Consigne - Recopiez à l'identique toutes les lignes du matériel ci-dessous, en laissant les images de côté.
━━━ Matériel fourni ━━━
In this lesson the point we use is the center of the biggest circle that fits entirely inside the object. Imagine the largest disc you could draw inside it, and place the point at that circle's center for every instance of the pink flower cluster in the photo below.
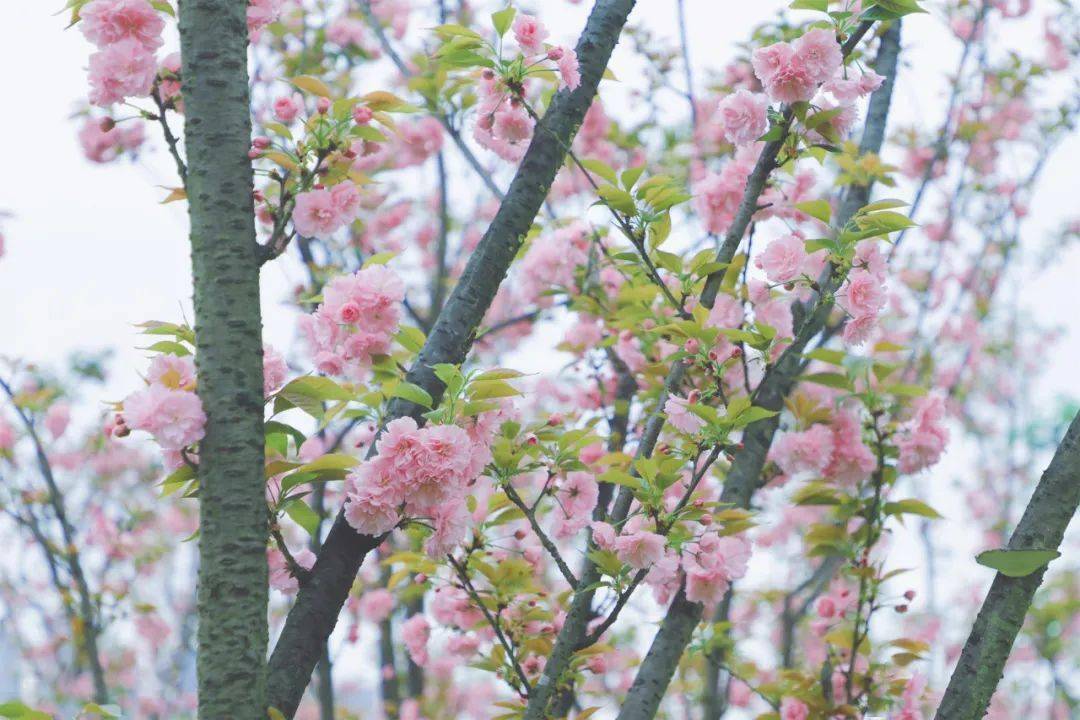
(322, 212)
(863, 294)
(679, 416)
(576, 498)
(103, 140)
(791, 72)
(261, 13)
(551, 261)
(807, 451)
(281, 573)
(126, 34)
(717, 195)
(503, 126)
(529, 32)
(925, 437)
(782, 259)
(167, 408)
(743, 116)
(417, 472)
(792, 708)
(836, 450)
(358, 320)
(711, 564)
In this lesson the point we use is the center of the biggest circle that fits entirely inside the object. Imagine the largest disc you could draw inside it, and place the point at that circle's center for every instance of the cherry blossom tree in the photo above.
(609, 394)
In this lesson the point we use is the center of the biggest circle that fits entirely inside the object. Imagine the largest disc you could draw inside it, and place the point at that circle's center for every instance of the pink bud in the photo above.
(362, 114)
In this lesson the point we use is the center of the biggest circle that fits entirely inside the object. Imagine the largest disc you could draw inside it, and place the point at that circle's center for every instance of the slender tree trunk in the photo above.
(232, 571)
(320, 600)
(999, 621)
(742, 480)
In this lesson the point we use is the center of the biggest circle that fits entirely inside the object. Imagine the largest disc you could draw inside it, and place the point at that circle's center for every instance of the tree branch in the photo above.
(318, 605)
(1042, 527)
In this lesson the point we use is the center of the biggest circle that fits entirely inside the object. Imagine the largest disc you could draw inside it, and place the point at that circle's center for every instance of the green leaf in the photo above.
(618, 199)
(502, 19)
(601, 168)
(817, 208)
(910, 506)
(414, 393)
(829, 380)
(826, 355)
(410, 338)
(890, 10)
(304, 516)
(1016, 564)
(333, 463)
(163, 7)
(17, 710)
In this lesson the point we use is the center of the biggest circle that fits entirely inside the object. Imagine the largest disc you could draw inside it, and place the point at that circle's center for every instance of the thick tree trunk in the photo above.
(320, 600)
(232, 572)
(983, 660)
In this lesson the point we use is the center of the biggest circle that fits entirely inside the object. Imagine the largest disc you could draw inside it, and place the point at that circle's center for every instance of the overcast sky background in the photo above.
(90, 250)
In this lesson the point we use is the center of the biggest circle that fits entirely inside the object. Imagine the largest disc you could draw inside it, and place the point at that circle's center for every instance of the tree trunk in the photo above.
(232, 572)
(984, 655)
(320, 600)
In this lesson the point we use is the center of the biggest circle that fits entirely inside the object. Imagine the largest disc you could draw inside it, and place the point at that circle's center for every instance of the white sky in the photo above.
(90, 250)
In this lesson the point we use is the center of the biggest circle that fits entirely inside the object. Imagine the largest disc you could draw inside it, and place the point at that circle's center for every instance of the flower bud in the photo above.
━━━
Solution -
In this lesson the point we use is the center of the biggest circle that fits entirely inside the object. Imagine the largest disc you could draw inside it, and place the point at that circle's center for every instance of the pink flower cluster in the photo below.
(322, 212)
(863, 294)
(679, 416)
(576, 498)
(103, 140)
(791, 72)
(261, 13)
(551, 261)
(807, 451)
(281, 573)
(126, 34)
(717, 195)
(503, 126)
(529, 32)
(925, 437)
(782, 259)
(167, 408)
(743, 116)
(417, 472)
(792, 708)
(836, 450)
(358, 320)
(711, 564)
In this lesson the point we use is the center of the biggest circle that fits entirely inside the object. Imagine the largest disc you could draw inside it, and place the point at that circle's center for every instance of the cherry blossom tree in the photo above.
(609, 394)
In this lesson the point we use is the center of the biggest circle that fits entirely inside the object. Imagine the largest disc you could draw inside it, and place the point at that circle's center for every instance of the pink bud in the photo above.
(362, 114)
In this lesson the point we use is the center of the biggest circle that fits entirely inside the object. Imagine the largest disc you could draw inside it, and place the point at that circle's center for every instance of the slender tree trunk in the photo above.
(232, 571)
(320, 600)
(999, 621)
(742, 480)
In this lesson the point we use is the center of the biggest circle that fits entirely inside the object. Imagine the largest disc you could draw inside it, and place the point at that circle's center for every instance of the tree branch in the photo above.
(318, 605)
(1042, 527)
In this lesson the point we use is the center of the biggest circle that fits entirely inside the object. Imagine the largest disc you could draw inside it, and place the point at that circle's center for every instance of the green leaf in the photo above.
(618, 199)
(502, 19)
(601, 168)
(817, 208)
(910, 506)
(414, 393)
(829, 380)
(826, 355)
(410, 338)
(890, 10)
(304, 516)
(1016, 564)
(333, 463)
(163, 7)
(17, 710)
In this lesson the point we use is the center of the biggest circle that fits entirely inside the object. Imagine the largest disc you could draw inside it, and place the point at that circle's center for every instance of the thick tree trunk in the photo above.
(320, 600)
(232, 572)
(983, 660)
In this lesson the point we use is the center of the biggest circle that fits entirely inside the object. Imagine the largest disc you could draw inside it, and place the point at that circle's center for every instance of the overcast sky background in the photo above.
(90, 250)
In this lesson the point we use is the center of the biggest circle that fits entirely inside the object. Imagine the largest disc you could draw inside it, and place the point at that circle's center for every instance of the tree trunk in the photo above.
(232, 572)
(984, 655)
(320, 600)
In this lesson the point we use is the center of the biggest circle that fits entirely inside the object. Imagine the largest disc you could draw inside it, and place the point at that circle's center for every instance of the white sky in the photo above.
(90, 250)
In this lesson the point we use is the center of the biggest circle that fits entirely inside the object. Imagine the largest disc you could draw inside it, and place the point at that circle's center for every instance of the flower bud in the photo above.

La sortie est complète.